§ **作業指示**:
1. 大岡信詩集についての本文と照らし合わせ、次の(a)〜(c)が本文に合致するかをそれぞれ「はい」または「いいえ」で判定せよ。判定の根拠となる本文の語句を、そのまま引用して添えること。
(a) 三浦雅士の解説によれば、大岡信は詩人として論じられるより先に、批評家として登場した。
(b) 『全集・現代文学の発見 第十三巻 言語空間の探検』で、大岡自身は詩集『記憶と現在』から十四篇を選んでいる。
(c) 三浦雅士の解説では、大岡の評論集は詩集ほど話題にならなかったとされている。
2. 大岡信詩集についての本文によると、大岡が『全集・現代文学の発見 第十三巻 言語空間の探検』に自作から選んだ詩のうち、『自選 大岡信詩集』と重なっているのは何篇で、どの作品か。
3. 大岡信詩集についての本文を、最後に示された文の後から書き継げ。

§ **本文**:
『自選 大岡信詩集』つづき

 大岡信『自選 大岡信詩集』岩波文庫2016年初版、自選ということを考えた。選詩集には例えば田 原・編 『谷川俊太郎詩選集1,2,3』集英社文庫のように、他者が選んだ選詩集と自選集がある。大岡信は自選を選んだ。 他者には委ねられない切迫したものをうっすらと感じる。一昨日の引用を思う。

《 比喩的にいえば、大岡は、詩と批評の交差点の中央に立ちつくしていたのである。 》 382頁

 三浦雅士の解説は以下の文で始まる。

《 大岡信はまず批評家として登場した。必ずしも本人の意志ではない。 》 363頁

《 彼は詩人として論じられる側に立つよりも早く、詩人たちを論じなければならない立場に立たされた。 》 365頁

《 要するに評論集のほうが詩集に先立っているのである。 》 367頁

《 評論集はいずれも詩集以上に話題を呼んだ。 》 367頁

《 あえていえば、現代詩を俯瞰するのもその地図を描くのもすべて大岡に委ねられていた。まさに詩壇の管制塔である。 》  368頁

 大岡信編集『全集・現代文学の発見 第十三巻 言語空間の探検』学藝書林1969年は、詩壇の管制塔にふさわしい構成だ。 彼の解説から。

《 また、現代短歌、現代俳句の代表的作品が収録されているが、現代の詩的達成を考える場合、とくに「言語空間」の 多様なひろがりを考え合わせるなら、当然現代詩と同じ資格においてとりあげられるべき短歌や俳句があるという考え方から 出たものである。 》

 短歌から塚本邦雄岡井隆、俳句から金子兜太高柳重信、加藤郁乎が選ばれている。大岡自身は詩集『記憶と現在』から 八篇を選んでいる。『自選 大岡信詩集』では十四篇。重なっているのは「夜の旅」「春のために」「地下水のように」 「詩人の死」の四篇。
 大岡信の詩は愛唱されるか。初期詩篇は愛唱されるだろう。

    「朝の頌歌(ほめうた)」第一行。

   朝は 白い服を着た少女である

    「朝の少女に捧げるうた」第一連。

   おまえの瞳は眼ざめかけた百合の球根
   深い夜の真綿の底から
   朝は瞳を洗いだす そして百合の球根を

    「夢の散策」第一連。

   灰いろの舗道のうへに霧はながれ
   たちならぶいてふの幹にたはむれながら──
   そのあさ 私はひそかに舗道を行つた
   霧のさそひに紛れいでて

 年譜を読んでいて目に留まった。

《 一九六三年(昭和三十八) 三十二歳。

[位置注釈データセットの抜粋]

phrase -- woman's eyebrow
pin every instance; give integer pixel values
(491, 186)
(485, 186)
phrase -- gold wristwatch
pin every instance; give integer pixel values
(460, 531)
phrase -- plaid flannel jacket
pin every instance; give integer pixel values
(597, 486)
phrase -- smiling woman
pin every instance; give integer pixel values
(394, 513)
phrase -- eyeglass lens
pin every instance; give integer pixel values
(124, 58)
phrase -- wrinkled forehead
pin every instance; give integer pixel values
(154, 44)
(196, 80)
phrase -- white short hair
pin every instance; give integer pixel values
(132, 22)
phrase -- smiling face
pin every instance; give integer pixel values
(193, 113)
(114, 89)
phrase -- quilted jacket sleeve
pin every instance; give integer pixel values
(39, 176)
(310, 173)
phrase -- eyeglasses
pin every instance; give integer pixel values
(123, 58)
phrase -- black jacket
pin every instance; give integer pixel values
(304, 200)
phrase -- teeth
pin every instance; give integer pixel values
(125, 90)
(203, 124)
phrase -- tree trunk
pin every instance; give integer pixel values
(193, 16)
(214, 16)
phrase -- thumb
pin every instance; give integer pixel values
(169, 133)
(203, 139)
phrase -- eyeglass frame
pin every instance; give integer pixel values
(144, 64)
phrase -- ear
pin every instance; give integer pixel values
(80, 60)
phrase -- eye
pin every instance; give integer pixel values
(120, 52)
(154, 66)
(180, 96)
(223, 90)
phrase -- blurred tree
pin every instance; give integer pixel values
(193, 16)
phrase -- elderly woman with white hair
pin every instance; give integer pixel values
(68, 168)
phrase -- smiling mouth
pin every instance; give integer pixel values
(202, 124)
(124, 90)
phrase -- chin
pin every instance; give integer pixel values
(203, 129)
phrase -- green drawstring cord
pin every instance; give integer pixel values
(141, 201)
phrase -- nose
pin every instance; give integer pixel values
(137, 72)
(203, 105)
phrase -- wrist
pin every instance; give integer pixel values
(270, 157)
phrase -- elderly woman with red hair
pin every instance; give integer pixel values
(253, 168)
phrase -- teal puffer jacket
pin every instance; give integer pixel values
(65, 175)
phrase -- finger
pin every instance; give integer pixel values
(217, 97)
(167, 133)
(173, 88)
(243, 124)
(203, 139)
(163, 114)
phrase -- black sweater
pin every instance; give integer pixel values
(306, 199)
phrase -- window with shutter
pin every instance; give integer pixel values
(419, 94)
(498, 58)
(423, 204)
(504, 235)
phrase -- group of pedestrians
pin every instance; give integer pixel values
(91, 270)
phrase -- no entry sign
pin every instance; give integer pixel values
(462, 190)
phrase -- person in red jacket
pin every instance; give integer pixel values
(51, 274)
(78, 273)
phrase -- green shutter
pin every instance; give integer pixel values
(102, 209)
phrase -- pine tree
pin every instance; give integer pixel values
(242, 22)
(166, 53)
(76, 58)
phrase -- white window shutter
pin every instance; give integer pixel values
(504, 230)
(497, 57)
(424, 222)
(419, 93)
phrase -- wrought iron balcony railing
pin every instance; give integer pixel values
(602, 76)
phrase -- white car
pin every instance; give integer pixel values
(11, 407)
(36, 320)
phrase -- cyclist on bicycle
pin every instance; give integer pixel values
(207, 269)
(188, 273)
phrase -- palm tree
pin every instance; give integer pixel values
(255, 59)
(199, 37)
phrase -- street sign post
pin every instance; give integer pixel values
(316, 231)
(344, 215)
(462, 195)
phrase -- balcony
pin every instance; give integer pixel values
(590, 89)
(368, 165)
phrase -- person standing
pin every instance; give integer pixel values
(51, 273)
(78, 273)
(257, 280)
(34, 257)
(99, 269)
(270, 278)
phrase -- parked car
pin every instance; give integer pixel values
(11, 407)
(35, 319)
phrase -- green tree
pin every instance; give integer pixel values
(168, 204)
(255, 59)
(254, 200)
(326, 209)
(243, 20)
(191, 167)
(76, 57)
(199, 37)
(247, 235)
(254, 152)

§ **各作業の結果**:
1.
(a) はい。「大岡信はまず批評家として登場した。」
(b) いいえ。「八篇を選んでいる」
(c) いいえ。「評論集はいずれも詩集以上に話題を呼んだ。」

2. 四篇で、「夜の旅」「春のために」「地下水のように」「詩人の死」である。

3.
  購入する眼で作品を見ることを初めて学ぶ。 》

 ネットの見聞。

《 「住みたい街ランキング」の街は、はたして安全なのかという問い 》 週刊女性PRIME
 http://www.jprime.jp/articles/-/8031?page=3

 「住むならここ!」は「静岡・三島市など分厚い溶岩の上にある町」。

《 山口百恵中森明菜? 史上最高「歌うま」アイドルは誰だ 》 林哲司ミッツ・マングローブ
 http://gendai.ismedia.jp/articles/-/49626

 中森明菜は、ドーナッツ盤もLPレコードもCDも持っている。

《 『教皇ヒュアキントス』を手に持っていると素敵だと思う。どんな姿の本を思い描いているかと担当編集者の人に訊かれて、 誰もが手に持っているところを人に見せたくなるような明るい感じの本と云ったら、これこそ皆に見せて歩きたくなる本じゃないかと 感激したけど、まだ歩いている人を見たことない。 》 中野善夫
 https://twitter.com/tolle_et_lege/status/771973596541427713

 表紙の原画、林由紀子さんの銅版画に合う額がまだ見つからない。一昨日来訪した千葉県の従姉妹に見せたら「まあ、ステキ」。 あげないよ。

 ネットの拾いもの。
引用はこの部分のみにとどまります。